(Given information)
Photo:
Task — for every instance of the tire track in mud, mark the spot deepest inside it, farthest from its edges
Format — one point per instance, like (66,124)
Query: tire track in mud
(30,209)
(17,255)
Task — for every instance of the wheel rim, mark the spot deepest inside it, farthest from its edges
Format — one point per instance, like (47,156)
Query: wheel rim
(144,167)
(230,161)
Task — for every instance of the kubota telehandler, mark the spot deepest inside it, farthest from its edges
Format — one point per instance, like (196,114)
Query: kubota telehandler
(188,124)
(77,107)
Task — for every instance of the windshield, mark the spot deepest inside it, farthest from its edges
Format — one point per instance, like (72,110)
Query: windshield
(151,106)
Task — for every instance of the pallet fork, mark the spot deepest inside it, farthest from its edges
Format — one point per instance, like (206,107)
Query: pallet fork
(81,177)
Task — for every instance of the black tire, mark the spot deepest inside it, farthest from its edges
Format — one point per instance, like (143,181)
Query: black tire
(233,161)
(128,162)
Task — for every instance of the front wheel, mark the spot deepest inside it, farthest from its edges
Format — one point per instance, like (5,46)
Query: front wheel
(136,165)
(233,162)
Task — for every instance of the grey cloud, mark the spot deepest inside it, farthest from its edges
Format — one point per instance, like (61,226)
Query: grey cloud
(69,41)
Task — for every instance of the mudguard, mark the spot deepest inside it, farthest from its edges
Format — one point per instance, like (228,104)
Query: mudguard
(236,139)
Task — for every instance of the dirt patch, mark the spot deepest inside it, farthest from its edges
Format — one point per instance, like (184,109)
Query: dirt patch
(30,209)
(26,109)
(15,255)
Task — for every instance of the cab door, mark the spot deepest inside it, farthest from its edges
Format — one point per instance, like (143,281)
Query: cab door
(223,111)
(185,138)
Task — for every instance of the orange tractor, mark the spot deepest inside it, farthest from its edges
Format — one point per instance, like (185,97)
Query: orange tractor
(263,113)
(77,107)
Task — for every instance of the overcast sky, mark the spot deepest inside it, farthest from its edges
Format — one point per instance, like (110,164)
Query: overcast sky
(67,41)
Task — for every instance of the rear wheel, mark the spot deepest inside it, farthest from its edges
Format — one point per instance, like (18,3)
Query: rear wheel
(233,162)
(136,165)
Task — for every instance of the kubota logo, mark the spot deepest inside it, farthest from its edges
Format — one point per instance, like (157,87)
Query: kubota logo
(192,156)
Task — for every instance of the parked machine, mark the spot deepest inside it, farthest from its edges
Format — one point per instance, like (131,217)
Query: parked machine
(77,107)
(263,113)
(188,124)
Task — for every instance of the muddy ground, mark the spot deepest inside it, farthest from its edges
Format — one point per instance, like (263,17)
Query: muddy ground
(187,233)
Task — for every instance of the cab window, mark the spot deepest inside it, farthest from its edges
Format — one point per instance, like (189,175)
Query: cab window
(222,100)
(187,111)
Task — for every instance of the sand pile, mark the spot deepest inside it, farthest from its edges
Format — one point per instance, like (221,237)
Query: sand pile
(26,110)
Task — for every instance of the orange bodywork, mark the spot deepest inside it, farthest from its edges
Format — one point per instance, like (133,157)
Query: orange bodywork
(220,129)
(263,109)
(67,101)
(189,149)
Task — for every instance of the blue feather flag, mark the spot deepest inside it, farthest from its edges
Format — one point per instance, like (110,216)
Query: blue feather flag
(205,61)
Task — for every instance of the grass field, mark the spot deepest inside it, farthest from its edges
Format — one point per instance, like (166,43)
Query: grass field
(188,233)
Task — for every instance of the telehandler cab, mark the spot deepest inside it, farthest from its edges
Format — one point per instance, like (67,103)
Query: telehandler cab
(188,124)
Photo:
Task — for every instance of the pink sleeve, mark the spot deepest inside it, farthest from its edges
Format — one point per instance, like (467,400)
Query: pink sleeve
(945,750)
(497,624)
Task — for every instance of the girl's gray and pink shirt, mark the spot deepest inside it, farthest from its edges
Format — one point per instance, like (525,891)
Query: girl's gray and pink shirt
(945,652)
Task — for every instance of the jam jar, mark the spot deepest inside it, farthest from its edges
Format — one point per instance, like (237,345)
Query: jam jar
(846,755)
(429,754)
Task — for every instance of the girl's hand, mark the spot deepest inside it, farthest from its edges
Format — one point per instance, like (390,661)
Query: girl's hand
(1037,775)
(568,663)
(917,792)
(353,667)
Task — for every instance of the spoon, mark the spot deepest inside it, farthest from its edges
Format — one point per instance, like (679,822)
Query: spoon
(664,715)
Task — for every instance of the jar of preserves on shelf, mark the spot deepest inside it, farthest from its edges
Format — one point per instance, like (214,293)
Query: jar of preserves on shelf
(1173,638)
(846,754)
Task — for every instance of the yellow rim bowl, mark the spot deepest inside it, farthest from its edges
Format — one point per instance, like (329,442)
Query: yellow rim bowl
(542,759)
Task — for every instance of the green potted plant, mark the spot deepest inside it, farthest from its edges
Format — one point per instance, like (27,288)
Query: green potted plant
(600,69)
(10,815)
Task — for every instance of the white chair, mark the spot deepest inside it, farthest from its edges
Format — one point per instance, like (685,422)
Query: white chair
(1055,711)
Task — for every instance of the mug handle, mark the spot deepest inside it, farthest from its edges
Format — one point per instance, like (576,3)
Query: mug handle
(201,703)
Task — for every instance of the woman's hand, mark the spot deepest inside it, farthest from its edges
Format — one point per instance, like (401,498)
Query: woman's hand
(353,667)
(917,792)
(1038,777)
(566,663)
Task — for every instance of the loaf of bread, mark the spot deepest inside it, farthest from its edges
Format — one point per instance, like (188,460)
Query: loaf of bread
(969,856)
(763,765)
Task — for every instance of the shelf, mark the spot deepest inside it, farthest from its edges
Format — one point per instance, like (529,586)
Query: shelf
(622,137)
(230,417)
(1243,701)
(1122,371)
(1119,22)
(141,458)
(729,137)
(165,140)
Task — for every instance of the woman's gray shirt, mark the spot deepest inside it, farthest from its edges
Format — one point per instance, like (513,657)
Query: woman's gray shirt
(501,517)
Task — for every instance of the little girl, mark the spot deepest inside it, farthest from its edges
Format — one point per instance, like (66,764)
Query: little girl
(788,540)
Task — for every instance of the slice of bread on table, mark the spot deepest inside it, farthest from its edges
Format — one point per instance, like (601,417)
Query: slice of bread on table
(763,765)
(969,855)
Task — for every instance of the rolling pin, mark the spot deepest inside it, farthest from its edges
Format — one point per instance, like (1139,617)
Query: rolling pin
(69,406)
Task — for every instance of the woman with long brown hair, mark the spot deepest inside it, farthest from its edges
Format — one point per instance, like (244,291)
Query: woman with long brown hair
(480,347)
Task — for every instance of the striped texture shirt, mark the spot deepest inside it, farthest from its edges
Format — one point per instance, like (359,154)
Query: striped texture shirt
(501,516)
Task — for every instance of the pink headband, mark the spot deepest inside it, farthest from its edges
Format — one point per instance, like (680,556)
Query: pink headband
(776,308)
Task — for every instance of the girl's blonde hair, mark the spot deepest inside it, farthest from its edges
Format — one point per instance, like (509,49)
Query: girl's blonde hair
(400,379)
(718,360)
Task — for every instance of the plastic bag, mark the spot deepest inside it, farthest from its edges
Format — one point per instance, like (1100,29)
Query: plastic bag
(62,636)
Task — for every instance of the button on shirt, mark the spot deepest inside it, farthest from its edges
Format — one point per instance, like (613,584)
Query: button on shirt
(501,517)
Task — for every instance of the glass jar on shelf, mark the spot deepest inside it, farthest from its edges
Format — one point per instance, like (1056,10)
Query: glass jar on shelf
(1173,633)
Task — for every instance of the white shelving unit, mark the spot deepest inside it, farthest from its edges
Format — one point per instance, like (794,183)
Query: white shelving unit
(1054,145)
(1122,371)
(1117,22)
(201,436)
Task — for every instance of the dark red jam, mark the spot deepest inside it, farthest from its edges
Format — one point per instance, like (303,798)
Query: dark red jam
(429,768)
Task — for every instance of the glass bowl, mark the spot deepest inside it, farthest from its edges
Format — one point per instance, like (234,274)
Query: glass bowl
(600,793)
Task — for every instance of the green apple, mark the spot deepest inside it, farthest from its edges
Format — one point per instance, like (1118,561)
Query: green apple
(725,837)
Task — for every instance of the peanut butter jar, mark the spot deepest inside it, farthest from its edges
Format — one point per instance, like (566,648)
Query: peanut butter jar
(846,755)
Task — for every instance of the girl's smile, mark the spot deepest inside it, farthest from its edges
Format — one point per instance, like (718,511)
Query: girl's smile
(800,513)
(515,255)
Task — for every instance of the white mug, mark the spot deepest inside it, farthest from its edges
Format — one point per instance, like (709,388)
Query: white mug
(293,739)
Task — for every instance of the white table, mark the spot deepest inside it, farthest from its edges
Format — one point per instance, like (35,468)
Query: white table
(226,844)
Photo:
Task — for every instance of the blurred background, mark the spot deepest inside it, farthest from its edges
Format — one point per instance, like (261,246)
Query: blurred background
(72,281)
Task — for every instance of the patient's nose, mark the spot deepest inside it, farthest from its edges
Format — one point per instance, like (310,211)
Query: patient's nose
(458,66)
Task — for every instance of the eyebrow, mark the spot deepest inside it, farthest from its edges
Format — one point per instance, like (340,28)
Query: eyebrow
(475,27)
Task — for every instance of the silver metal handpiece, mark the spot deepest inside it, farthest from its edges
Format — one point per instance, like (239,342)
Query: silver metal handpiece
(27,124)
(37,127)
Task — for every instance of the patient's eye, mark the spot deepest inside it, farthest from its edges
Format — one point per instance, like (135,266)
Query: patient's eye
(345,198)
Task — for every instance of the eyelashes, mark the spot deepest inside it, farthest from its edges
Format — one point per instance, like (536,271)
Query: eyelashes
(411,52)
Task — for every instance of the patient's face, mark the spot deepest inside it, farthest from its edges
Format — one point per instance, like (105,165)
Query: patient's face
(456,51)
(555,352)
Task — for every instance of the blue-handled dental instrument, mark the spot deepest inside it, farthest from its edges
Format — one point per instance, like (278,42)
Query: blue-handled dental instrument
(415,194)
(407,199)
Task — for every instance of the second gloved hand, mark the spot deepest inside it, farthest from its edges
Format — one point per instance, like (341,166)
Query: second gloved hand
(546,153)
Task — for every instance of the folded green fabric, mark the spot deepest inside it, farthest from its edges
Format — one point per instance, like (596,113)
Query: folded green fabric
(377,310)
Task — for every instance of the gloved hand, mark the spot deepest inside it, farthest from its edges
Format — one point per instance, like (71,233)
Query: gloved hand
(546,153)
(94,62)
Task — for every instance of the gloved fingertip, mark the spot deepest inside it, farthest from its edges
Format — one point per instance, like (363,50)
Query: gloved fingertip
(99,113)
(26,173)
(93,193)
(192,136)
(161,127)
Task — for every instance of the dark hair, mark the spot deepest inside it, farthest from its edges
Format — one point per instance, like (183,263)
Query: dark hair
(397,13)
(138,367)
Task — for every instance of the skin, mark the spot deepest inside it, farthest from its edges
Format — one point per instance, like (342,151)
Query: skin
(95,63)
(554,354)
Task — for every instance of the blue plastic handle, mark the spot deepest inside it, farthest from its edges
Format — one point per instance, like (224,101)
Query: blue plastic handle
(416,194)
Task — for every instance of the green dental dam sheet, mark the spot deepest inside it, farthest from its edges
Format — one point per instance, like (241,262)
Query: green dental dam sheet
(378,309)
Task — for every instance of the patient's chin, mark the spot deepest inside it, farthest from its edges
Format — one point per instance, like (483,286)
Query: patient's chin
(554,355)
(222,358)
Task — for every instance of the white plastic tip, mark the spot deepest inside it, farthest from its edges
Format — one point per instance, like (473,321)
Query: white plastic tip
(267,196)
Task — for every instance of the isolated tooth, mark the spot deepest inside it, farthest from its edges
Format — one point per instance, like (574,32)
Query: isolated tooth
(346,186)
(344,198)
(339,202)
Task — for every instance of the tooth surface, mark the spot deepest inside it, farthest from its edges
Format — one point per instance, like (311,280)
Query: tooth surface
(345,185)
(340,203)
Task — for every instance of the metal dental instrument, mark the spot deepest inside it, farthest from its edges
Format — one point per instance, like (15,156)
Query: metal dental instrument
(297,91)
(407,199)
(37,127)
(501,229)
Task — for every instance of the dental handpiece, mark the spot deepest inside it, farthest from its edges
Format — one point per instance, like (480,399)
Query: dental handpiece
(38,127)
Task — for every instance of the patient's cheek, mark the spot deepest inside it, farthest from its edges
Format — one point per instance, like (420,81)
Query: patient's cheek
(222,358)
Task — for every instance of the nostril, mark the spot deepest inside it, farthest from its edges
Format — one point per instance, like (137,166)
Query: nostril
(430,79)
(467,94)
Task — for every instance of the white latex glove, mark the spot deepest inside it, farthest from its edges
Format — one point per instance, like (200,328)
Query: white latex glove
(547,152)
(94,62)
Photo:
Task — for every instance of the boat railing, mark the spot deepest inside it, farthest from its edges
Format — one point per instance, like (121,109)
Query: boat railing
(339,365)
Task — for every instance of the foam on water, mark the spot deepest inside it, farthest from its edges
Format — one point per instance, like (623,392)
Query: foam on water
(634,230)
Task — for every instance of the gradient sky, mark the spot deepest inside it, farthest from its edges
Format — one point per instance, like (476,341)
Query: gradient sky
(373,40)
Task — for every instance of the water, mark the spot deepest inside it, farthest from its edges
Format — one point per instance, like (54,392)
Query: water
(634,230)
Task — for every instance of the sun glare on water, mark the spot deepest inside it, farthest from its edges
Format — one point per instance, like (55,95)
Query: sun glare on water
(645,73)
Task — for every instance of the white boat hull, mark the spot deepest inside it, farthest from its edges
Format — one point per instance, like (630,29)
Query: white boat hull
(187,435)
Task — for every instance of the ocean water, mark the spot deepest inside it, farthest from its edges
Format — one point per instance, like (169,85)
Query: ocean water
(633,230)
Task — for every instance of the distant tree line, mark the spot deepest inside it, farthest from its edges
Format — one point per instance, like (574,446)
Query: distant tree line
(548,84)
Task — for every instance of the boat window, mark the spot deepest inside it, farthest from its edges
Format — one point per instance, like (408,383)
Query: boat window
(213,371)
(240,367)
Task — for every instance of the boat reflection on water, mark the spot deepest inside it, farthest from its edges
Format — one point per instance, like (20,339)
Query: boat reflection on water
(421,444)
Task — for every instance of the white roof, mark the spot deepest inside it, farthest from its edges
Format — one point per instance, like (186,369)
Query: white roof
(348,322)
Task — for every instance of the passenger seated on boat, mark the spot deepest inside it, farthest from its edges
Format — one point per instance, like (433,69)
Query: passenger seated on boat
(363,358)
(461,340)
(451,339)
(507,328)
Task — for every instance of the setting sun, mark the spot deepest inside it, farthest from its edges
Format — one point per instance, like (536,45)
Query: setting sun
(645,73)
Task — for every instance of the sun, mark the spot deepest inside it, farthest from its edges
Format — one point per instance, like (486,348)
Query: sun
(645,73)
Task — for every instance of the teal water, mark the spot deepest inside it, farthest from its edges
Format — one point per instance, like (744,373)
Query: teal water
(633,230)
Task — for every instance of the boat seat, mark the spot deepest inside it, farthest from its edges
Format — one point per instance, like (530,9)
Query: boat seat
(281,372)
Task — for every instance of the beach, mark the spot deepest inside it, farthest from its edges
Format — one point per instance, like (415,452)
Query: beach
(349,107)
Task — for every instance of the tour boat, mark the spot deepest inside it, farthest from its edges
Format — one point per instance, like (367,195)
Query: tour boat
(End Given information)
In the data above, which lines include "tour"? Return those lines.

Result of the task:
Task — for every instance of the tour boat, mark the spot deepest inside it, farthest from its edges
Query: tour boat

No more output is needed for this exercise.